Friday, May 4, 2012

How Long Can Texas be Tops?

What does it mean to be the most business-friendly state in America?

Texas is relishing its first-place finish in Chief Executive magazine's ranking of the best and worst states in which to do business.  It's something Texas has gotten used to doing, having been the best state eight years running.  All eight years, in fact, that Chief Executive has been running its survey.

Meanwhile, California has been ranked as the worst state in which to do business for all of the same eight years.  Not surprisingly, New York State, Illinois, New Jersey, Connecticut, and Massachusetts have also been bouncing around at the bottom of this list, while states like Florida, North Carolina, and Tennessee have been jostling for the Number Two spot.

In a way, this isn't news.  Whether a chief executive or not, anybody who's had to look for work, buy a home, or pay state income taxes knows that the Northeast long ago lost its economic edge.  While a few companies, like Alcoa, have relocated to New York City for better exposure to the financial markets, hardly any other corporate relocations have crossed the Mason-Dixon line heading northward.  Manhattan's tech-heavy Flatiron District and Boston's Route 128 corridor might resemble Silicon Valley if you squint tightly enough, except that even California's legendary technology incubator can't compensate for its state's rapidly-deteriorating business ethos.

So all eyes are now on the former backwaters of the American economy.  Places like the southeast and Texas, with the Lone Star State reigning as business champ among chief executives for almost a decade.  But does that mean that everything's good in Texas?  And is what's good for business necessarily good for everything - and everyone - else?

What Baggage Comes With Being the Best?

We're told free markets and pure capitalism make for an ideal living environment, which is mostly true. Except that each of those three things - free markets, pure capitalism, and ideal living environment - are open to interpretation.

After all, being hailed as the best at something by one group of people often means you're the worst in the eyes of another group of people.  In the case of being attractive to businesses, chief executives are looking at the lowest common denominator in terms of government restrictions and regulations, mandates for employee rights, environmental leniency, and other associated costs and complications of producing stuff that earns them a profit.

And yes, since states like New York, New Jersey, and Massachusetts have maddeningly intrusive bureaucracies which stifle innovation, force lethargy in business expansion, over-regulate even minor business practices, and demonize employers, they're the states in which chief executives hate doing business.  And to the extent that our free markets are responding to the oppressive business environments in these states, companies are naturally going where they can thrive.

§

• Written task 1
Answer these from the post on Texas's business ranking:
(a) For how many years has Texas been ranked the best state for business?
(b) Which state has been ranked the worst for all of those years?
(c) Which company is named as having relocated to New York City for better exposure to the financial markets?
The post and the listing come from separate, unrelated sources.

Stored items

§

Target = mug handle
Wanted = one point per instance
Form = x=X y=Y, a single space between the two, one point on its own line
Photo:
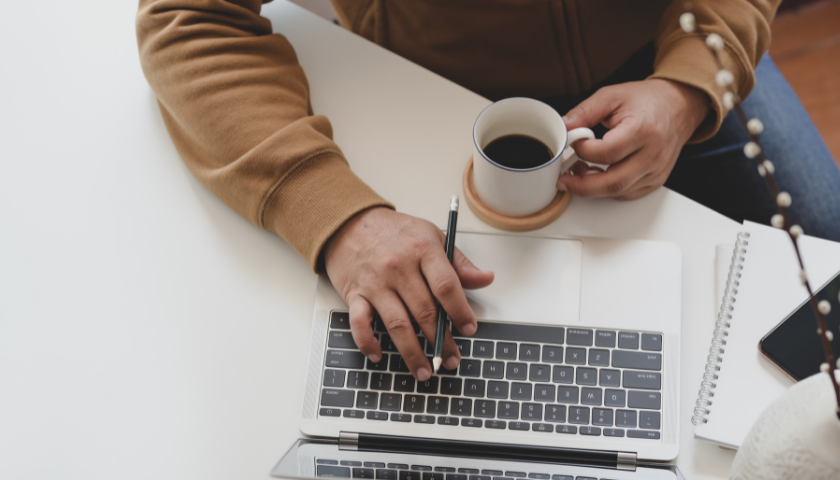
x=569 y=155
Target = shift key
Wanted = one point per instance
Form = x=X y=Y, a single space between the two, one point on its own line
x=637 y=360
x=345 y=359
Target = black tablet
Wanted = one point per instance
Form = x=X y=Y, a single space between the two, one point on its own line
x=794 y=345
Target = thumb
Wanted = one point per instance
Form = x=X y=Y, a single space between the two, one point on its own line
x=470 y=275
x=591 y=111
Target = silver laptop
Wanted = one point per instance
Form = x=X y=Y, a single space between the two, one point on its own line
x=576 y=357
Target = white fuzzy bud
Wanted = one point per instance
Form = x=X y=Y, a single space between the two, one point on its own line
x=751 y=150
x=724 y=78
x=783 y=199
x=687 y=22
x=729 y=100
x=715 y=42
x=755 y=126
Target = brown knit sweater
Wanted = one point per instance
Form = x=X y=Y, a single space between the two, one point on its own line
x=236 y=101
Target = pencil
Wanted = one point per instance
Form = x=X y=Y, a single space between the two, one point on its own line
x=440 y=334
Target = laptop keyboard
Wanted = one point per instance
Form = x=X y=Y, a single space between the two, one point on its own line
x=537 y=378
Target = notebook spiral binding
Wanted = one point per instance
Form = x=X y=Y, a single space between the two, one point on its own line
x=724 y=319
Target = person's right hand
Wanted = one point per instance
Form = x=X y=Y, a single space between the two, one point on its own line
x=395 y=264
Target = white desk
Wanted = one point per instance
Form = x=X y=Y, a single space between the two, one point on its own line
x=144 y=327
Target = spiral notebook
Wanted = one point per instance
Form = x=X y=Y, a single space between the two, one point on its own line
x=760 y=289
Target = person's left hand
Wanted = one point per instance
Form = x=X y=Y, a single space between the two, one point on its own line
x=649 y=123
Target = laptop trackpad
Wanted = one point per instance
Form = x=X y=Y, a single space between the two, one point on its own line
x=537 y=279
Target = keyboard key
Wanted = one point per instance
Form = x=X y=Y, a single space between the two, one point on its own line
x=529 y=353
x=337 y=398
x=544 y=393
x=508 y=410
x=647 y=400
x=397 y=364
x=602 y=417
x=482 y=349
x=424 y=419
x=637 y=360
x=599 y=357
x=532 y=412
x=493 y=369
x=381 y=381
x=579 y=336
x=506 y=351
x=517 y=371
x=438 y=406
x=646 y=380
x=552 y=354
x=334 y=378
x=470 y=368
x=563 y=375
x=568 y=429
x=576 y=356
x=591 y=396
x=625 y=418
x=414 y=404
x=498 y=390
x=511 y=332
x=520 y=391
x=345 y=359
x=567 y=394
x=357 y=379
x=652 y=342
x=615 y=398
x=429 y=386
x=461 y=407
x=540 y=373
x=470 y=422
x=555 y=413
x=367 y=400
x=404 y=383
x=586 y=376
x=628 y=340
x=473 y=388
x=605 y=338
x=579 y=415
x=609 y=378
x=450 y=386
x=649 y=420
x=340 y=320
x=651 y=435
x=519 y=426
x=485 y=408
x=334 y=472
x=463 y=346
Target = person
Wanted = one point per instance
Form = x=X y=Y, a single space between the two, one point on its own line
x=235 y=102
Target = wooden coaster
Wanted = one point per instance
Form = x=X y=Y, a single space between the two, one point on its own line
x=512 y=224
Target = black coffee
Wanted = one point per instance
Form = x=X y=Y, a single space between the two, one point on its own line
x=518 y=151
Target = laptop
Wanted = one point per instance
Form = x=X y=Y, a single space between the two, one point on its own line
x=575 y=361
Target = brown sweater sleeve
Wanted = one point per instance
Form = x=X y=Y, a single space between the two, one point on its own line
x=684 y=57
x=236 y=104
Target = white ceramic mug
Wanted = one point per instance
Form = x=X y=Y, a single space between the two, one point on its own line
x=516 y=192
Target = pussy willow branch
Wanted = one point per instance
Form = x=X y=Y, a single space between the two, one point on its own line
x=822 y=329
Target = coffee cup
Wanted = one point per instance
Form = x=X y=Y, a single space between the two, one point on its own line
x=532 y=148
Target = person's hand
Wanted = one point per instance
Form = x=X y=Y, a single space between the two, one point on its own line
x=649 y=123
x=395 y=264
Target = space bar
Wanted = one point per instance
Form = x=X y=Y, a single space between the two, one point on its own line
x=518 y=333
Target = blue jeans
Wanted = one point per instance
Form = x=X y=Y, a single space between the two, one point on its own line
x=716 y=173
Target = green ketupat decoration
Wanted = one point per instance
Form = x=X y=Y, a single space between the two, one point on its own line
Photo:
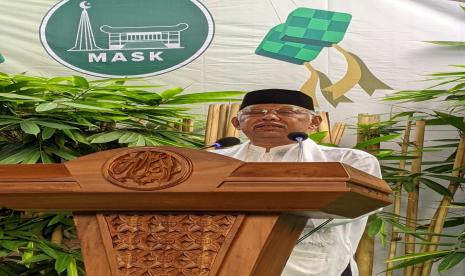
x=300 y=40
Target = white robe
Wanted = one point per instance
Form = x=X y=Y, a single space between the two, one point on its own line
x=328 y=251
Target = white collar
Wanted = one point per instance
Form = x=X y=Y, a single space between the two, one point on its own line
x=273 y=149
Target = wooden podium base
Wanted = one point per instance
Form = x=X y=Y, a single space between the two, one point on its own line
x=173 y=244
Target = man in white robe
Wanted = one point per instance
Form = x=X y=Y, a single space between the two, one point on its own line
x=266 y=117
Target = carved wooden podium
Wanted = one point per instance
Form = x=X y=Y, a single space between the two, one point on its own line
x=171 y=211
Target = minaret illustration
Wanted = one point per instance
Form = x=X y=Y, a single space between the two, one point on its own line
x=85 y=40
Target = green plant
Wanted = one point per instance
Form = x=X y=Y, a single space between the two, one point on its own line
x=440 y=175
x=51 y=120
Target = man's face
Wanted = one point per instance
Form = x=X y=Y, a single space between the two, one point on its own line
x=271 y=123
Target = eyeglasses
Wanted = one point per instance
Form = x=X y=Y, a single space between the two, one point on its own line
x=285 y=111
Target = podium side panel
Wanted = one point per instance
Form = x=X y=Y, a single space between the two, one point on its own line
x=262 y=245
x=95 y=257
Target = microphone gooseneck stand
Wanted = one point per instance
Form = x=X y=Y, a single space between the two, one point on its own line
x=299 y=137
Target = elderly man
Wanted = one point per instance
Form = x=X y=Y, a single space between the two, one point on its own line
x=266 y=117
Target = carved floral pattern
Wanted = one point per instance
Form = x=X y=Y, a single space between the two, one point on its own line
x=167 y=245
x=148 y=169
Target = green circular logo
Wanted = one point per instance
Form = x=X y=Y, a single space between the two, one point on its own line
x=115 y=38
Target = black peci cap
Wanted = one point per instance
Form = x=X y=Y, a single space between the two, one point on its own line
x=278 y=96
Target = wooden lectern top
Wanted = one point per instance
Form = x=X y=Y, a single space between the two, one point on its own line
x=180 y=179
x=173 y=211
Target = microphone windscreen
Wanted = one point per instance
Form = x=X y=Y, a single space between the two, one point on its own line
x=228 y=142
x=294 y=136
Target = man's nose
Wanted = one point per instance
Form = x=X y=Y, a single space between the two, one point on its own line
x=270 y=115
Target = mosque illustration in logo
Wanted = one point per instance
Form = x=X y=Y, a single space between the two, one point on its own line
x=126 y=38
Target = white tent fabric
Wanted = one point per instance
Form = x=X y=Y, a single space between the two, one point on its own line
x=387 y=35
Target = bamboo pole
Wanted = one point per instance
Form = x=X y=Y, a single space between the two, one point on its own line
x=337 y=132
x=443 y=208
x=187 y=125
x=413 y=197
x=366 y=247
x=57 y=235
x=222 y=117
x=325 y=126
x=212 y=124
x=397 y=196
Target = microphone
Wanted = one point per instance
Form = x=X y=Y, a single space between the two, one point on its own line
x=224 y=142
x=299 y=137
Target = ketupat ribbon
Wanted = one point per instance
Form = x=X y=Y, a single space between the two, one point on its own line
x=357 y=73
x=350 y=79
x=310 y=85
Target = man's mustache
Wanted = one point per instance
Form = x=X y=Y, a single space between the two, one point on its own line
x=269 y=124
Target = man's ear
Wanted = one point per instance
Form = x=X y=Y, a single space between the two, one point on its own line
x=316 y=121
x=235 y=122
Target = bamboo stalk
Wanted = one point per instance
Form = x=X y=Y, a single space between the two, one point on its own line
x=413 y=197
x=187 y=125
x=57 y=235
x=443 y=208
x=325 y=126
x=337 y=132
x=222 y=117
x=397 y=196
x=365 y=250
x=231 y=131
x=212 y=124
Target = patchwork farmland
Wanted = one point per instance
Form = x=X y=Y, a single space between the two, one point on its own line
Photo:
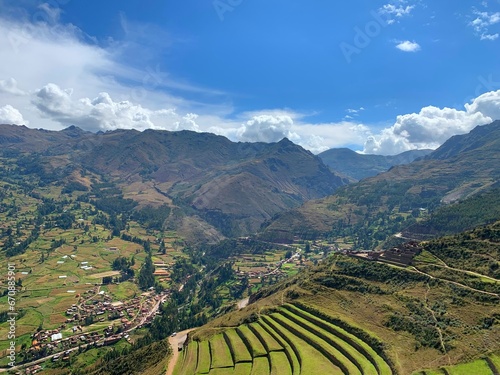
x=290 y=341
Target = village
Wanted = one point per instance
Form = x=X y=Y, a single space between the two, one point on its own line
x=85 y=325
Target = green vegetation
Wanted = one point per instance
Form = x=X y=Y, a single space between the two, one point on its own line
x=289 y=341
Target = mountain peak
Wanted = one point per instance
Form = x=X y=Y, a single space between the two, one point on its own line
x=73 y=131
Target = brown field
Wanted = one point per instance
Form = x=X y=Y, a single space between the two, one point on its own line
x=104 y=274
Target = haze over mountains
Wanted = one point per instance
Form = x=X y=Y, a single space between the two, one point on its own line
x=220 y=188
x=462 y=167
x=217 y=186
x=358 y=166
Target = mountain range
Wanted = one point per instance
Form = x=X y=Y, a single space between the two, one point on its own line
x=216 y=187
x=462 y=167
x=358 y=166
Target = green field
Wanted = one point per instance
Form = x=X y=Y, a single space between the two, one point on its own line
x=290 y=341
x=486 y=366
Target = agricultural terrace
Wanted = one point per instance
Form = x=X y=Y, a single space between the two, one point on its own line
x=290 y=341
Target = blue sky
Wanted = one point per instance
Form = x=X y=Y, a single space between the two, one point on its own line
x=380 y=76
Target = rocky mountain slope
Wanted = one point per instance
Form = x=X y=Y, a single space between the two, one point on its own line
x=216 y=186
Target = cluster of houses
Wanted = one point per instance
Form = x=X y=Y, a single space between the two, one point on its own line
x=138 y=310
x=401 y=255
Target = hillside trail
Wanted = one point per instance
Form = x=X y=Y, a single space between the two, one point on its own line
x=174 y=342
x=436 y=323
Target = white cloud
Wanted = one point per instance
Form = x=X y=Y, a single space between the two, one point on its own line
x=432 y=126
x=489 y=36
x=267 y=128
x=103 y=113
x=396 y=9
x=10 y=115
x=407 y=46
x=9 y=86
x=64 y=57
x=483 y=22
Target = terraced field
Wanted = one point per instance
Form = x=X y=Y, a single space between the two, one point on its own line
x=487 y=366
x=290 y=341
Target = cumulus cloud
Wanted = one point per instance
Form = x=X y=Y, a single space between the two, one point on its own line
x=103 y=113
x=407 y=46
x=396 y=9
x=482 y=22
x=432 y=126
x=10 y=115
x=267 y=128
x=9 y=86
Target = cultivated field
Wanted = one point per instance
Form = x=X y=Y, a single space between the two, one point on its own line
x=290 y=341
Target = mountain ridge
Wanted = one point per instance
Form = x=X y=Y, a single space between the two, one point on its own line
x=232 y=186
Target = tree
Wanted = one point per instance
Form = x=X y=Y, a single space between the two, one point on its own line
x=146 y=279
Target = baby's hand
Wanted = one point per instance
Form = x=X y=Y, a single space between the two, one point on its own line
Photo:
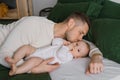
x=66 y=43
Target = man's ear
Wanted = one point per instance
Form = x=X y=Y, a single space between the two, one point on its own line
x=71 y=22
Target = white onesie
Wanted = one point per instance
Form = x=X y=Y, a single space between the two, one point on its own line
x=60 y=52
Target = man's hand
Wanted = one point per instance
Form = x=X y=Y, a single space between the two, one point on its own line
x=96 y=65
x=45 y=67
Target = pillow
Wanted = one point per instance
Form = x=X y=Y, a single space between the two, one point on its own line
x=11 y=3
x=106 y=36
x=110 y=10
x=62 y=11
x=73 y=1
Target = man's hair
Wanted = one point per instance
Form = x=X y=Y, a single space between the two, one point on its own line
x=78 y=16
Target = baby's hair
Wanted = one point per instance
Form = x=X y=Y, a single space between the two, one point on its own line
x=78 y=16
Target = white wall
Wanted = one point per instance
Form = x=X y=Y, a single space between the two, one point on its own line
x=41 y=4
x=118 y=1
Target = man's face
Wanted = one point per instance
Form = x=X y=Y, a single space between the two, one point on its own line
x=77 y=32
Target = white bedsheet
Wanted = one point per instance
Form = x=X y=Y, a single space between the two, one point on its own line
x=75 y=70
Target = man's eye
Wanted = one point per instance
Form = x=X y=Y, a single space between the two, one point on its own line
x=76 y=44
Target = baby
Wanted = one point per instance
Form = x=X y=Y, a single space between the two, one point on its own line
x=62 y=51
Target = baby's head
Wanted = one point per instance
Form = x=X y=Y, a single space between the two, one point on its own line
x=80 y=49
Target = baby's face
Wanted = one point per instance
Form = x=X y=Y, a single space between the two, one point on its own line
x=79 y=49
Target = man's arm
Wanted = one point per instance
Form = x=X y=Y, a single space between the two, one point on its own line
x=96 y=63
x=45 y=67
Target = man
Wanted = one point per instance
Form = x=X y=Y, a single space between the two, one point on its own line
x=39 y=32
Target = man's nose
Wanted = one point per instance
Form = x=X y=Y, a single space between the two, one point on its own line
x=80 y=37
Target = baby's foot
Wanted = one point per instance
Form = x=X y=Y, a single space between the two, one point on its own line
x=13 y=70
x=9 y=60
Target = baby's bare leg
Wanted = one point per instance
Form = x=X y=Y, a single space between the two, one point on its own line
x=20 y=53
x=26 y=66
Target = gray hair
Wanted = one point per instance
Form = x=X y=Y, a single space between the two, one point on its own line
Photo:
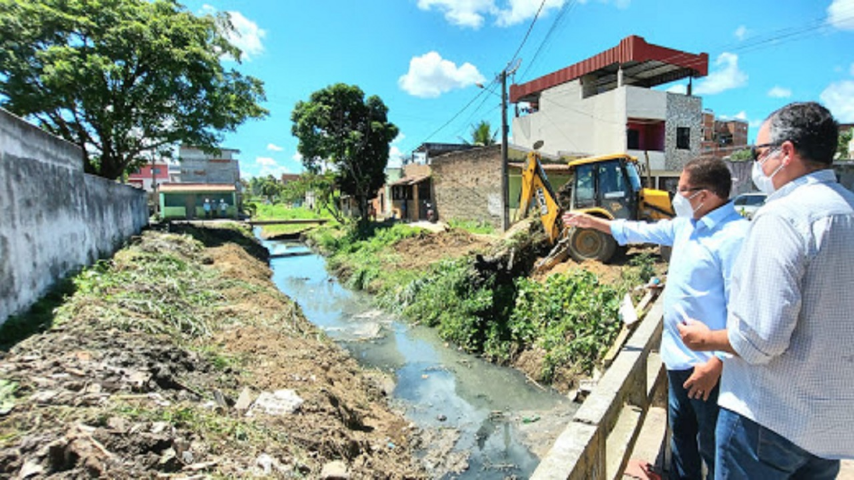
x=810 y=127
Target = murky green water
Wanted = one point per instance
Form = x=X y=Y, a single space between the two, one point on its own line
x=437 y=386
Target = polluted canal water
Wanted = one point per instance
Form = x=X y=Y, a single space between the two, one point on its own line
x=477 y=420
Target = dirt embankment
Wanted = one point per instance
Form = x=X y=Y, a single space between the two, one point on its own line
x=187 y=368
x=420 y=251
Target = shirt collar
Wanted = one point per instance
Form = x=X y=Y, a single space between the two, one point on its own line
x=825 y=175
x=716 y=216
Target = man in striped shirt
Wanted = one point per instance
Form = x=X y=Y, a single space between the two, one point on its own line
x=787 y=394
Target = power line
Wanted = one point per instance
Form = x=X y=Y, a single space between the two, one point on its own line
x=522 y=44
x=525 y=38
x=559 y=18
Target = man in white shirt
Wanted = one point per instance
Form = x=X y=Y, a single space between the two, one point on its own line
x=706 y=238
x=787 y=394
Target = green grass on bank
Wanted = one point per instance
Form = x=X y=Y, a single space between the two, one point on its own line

§

• Written task 2
Extract every line of the listing that contains the string "sweater". Case counts.

• Full answer 1
(a) Eight years
(b) California
(c) Alcoa

• Full answer 2
Target = brown knit sweater
Target = brown sweater sleeve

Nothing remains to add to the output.